Text segment:
2022 Natchitoches Tribe Pow-Wow

“…Walk in the paths of our ancestors with honor and dignity…” The 2022 Natchitoches Tribe of Louisiana Third Annual Pow-Wow is a Success!

NSU’s football tailgate was the scene of the Natchitoches Tribe of Louisiana’s third annual Pow-Wow Saturday, November 12. Several hundred visitors attended the event, enjoying Native American foods, watching demonstrations of Native American Dancing, drumming, and spoken word poetry as well as enjoying the tribe’s warm hospitality. The dancers wore ceremonial clothing and represented native dance culture common to North American tribes.

There were archery and stickball demonstrations. Stickball, a game from which lacrosse originated, was originally called “ishtaboli”, or “little brother of war” in the original indigenous language. The game was originally used to settle disputes between groups using a method short of war. Unlike modern lacrosse, stickball is played without helmets or pads. While no longer used as an alternative to war, stickball tournaments keep this traditional game alive.

In addition to the drumming, dancing and poetry, Ms. Rochelle Redbone spoke of raising awareness of missing and exploited indigenous women. She pointed out that indigenous women suffer homicide at higher rates than women from other groups. She was there to educate and raise awareness of this serious problem

One of the Tribe’s farthest flung members, Mssr. Clement Lagouarde of Bordeaux, France once again came to Natchitoches to attend the gathering, as he has for each of the previous Pow-Wows. His great grandfather was from Natchitoches and enlisted in the U.S. Army during WWI. While serving in France, he met Clement’s great grandmother, Mme. Fernande Jasinsky. Lagouarde discovered his Natchitoches tribal roots while researching his family history. He also designed the tribe’s seal and is a council chief. This year, he was joined by cousins Camille Lagouarde and Marion Segui. Mme. Lagouarde teaches at New Orleans’ Ecole Bilingue while Mme, Segui is a translator living in Bordeaux. Other attendees at the gathering hail from every area of Louisiana, as well as Texas, Oklahoma, California, Tennessee, and Illinois.

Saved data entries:
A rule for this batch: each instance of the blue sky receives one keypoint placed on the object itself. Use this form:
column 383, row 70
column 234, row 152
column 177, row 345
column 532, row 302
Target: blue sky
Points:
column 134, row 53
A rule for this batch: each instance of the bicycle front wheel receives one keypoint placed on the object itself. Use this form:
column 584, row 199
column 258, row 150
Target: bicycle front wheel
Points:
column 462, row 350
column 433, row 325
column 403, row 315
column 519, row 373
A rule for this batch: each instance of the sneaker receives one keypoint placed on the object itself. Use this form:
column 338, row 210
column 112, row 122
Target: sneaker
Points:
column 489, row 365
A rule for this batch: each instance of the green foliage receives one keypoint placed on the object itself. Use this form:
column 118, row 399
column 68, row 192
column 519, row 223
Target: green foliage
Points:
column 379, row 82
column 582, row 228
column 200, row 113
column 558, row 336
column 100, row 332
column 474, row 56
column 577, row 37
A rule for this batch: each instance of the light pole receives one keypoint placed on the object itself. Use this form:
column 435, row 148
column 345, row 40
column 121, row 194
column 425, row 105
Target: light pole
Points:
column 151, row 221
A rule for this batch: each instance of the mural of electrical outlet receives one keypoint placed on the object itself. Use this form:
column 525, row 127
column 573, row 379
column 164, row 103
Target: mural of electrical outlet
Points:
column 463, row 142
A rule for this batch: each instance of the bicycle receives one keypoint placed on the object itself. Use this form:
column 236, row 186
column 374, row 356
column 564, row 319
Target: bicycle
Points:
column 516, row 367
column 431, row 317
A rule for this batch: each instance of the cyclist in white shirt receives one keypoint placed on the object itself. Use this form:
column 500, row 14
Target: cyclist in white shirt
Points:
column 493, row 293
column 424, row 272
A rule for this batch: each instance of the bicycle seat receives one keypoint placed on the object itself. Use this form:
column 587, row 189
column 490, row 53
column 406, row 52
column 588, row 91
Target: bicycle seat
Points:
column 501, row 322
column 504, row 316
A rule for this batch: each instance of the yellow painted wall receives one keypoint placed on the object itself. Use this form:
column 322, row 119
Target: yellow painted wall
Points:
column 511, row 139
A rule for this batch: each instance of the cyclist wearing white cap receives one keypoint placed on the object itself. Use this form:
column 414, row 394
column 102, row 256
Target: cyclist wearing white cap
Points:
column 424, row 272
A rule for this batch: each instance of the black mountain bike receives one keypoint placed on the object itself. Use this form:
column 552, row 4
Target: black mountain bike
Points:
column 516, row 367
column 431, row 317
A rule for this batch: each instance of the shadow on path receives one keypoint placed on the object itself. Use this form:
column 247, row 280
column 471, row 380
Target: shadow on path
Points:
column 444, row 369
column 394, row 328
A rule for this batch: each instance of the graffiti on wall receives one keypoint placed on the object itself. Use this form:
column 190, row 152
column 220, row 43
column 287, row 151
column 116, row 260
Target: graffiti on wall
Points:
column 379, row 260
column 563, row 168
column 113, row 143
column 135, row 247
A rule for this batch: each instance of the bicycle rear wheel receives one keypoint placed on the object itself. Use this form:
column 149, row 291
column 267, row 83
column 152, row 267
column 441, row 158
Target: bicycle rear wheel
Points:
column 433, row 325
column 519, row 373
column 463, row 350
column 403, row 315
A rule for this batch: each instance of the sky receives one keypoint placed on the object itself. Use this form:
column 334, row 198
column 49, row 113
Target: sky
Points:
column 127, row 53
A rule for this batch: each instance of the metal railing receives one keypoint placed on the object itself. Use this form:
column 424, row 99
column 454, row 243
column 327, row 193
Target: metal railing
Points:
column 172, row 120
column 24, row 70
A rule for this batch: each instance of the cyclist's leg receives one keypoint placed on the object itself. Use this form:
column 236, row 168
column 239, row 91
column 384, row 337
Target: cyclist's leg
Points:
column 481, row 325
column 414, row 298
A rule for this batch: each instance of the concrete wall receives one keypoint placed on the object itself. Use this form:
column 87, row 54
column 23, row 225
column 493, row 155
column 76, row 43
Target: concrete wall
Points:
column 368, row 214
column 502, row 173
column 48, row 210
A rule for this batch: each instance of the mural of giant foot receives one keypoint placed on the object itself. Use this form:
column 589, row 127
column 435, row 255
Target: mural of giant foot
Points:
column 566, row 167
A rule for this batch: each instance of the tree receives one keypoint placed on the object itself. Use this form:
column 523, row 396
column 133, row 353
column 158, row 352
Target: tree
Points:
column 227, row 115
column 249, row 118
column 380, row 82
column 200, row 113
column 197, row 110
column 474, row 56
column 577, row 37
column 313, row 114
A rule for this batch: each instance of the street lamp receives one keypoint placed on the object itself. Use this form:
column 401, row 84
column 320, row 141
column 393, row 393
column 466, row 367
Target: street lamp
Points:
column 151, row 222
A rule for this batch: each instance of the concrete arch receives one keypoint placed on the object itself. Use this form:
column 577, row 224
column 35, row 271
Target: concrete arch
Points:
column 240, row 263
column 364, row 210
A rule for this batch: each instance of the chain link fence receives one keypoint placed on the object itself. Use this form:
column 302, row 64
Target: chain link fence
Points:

Problems and tasks:
1/ According to the pow-wow article, what was stickball originally called in the indigenous language?
2/ Write the next part of the pow-wow article, starting after its final sentence.
The listing comes from a different source than the pow-wow article.

Outputs for the tasks:
1/ It was called "ishtaboli," or "little brother of war."

2/
The tribe has lost much of its culture over the past few centuries, a time it was not allowed to exist openly. The Pow-Wows are one step of the tribe’s quest to reclaim its legacy and culture. The Natchitoches Tribe of Louisiana members are documented descendants of Natchitoches’ original Native American population who were here when Bienville came up the river. Over the years, they intermarried with the French and Spanish settlers. According to tribe member, Janet Melton, “They hid in plain sight” after the Indian Removal Act of 1835. The Tribe, long thought to be extinct, actually never was and is coming forth to reclaim its heritage. Currently, the Natchitoches Tribe of Louisiana has over 1600 members.

This paragraph from the program from the tribe’s 2018 state recognition ceremony aptly sums up the tribe’s quest:

“Today, the Natchitoches Indians, in honor of our ancestors, have come out of hiding and have reestablished our tribe openly. A Constitution and Bylaws are in place and a tribal council has been appointed. Our people have joined together to walk in the paths of our ancestors with honor and dignity.”

The Pow-Wows are fun and educational events that are part and parcel of what makes living here so special. May there be many more in the upcoming years.